• Dataset records:

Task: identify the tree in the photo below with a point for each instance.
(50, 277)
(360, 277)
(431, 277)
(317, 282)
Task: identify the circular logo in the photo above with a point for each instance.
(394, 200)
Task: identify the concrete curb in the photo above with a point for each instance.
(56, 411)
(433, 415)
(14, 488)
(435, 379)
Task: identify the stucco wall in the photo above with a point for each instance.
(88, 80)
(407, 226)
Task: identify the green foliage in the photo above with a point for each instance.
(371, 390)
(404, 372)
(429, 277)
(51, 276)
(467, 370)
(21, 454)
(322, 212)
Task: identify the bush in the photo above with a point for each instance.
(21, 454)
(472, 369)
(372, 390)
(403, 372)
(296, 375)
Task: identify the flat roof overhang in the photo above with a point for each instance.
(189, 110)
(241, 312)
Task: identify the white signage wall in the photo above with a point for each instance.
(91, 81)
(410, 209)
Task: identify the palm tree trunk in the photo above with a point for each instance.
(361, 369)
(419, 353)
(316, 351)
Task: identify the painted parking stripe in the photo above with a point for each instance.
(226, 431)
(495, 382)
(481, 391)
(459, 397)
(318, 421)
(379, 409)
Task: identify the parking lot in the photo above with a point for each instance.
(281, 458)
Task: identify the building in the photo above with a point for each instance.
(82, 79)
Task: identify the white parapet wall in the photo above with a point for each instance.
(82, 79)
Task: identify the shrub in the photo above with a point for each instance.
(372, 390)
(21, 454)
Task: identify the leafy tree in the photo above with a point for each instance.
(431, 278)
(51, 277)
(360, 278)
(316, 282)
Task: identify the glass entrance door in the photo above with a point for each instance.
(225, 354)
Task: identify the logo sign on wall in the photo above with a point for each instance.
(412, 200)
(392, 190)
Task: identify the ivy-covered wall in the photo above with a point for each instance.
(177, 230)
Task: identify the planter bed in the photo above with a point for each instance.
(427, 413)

• What you will do: Write out the material above exactly, leaving out no line.

• Written reply:
Task: identify the tree in the photo below with a point for each instance.
(50, 277)
(360, 277)
(431, 277)
(317, 282)
Task: identify the circular logo in the photo above with a point for each instance.
(394, 200)
Task: identify the concrete curb in the photo above with a point for each instance.
(56, 411)
(433, 415)
(14, 488)
(435, 379)
Task: identify the stucco wall in the photo above with a point for each instance.
(88, 80)
(407, 226)
Task: identify the green foliage in the photo above with a point for each instance.
(371, 390)
(404, 372)
(429, 277)
(51, 276)
(467, 370)
(21, 454)
(322, 212)
Task: identify the bush in the photo above with a point for each instance.
(21, 454)
(472, 369)
(372, 390)
(403, 372)
(296, 375)
Task: identify the flat roof overhang in the photo above with a point for each instance.
(189, 110)
(241, 312)
Task: identify the white signage wall in the photo above with a point for each instance.
(91, 81)
(410, 209)
Task: identify the palm tree trunk in the photo above with a point for each instance.
(361, 369)
(419, 353)
(316, 351)
Task: identify the painted parking stripe in the photo above with a point for each instance.
(226, 431)
(495, 382)
(481, 391)
(459, 397)
(318, 421)
(379, 409)
Task: identify the parking lot in the photo above with a point for each instance.
(281, 458)
Task: identify the building in the photo above with a point for each instance.
(82, 79)
Task: identify the white parapet wall in the photo above with a point for each instance.
(82, 79)
Task: identify the shrub in the photo above with a point for each instance.
(372, 390)
(21, 454)
Task: identify the leafy tree in the photo above with a point for each instance.
(431, 278)
(51, 277)
(360, 278)
(316, 282)
Task: identify the glass entrance door in the photo above with a point for each instance.
(225, 354)
Task: identify the logo sign on wall in the photo above with a point for each instance.
(412, 200)
(392, 190)
Task: identify the ivy-covered wall in the photo above with a point for each instance.
(177, 230)
Task: identify the planter bed in the photo above with a point for each instance.
(427, 413)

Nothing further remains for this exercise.